Records provided:
^^^^

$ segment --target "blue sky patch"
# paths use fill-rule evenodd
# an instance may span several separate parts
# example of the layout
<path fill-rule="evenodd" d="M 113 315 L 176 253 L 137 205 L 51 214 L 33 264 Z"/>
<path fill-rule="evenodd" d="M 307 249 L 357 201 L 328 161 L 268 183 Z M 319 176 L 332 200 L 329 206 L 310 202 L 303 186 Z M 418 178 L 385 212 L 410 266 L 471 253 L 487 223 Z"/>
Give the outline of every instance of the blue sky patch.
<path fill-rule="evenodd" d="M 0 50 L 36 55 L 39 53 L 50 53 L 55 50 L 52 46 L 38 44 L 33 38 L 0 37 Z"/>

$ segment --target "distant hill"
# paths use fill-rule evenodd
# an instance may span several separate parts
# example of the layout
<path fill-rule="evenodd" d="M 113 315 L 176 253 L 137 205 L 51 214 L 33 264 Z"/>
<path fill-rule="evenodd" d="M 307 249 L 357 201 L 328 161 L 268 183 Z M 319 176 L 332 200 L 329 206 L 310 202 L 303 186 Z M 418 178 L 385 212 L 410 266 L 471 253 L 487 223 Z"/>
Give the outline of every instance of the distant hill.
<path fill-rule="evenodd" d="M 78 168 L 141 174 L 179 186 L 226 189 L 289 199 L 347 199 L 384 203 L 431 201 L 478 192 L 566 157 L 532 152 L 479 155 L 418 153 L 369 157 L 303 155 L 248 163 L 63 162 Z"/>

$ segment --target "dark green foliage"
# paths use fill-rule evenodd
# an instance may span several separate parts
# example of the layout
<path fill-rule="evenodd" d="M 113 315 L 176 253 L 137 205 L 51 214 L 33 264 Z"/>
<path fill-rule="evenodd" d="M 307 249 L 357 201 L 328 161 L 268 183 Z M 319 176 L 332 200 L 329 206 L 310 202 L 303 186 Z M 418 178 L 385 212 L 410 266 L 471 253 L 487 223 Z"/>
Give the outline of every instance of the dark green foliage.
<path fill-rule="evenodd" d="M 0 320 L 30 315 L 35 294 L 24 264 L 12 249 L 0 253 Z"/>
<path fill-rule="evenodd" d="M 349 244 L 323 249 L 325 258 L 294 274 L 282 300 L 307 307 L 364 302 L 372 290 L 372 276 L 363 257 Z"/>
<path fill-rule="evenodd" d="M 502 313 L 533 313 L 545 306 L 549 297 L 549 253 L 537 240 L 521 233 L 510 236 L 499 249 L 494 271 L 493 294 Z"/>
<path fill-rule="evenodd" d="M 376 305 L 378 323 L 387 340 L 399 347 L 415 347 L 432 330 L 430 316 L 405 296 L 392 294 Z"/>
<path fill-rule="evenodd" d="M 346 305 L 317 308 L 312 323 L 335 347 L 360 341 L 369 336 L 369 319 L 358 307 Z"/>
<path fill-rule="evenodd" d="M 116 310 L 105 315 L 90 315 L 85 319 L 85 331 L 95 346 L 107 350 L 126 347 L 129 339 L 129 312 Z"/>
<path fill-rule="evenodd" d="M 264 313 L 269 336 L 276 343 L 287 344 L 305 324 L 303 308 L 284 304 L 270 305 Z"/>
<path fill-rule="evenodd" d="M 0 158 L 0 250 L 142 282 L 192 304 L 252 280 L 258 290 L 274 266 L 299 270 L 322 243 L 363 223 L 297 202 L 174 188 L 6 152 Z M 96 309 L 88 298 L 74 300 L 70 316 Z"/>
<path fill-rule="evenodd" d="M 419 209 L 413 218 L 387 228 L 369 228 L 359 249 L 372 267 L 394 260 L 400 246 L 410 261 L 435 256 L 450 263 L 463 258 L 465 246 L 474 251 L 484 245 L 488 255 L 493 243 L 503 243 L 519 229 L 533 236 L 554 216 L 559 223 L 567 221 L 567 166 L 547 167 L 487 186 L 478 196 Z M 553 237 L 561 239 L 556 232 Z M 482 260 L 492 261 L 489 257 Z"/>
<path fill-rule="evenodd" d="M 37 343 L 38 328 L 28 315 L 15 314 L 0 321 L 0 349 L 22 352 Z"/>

^^^^

What the task asks: Retype the listing from its first line through the line containing "0 50 L 36 55", including both of those lines.

Task answer:
$ segment --target "blue sky patch"
# paths use fill-rule evenodd
# an instance may span several separate parts
# example of the layout
<path fill-rule="evenodd" d="M 113 315 L 176 253 L 137 205 L 51 214 L 33 264 Z"/>
<path fill-rule="evenodd" d="M 307 249 L 357 201 L 328 161 L 268 183 Z M 319 176 L 332 200 L 329 206 L 310 202 L 303 186 Z M 418 178 L 385 212 L 410 266 L 471 253 L 487 223 Z"/>
Give the outline of every instance of the blue sky patch.
<path fill-rule="evenodd" d="M 0 50 L 36 55 L 39 53 L 50 53 L 55 50 L 52 46 L 38 44 L 33 38 L 0 37 Z"/>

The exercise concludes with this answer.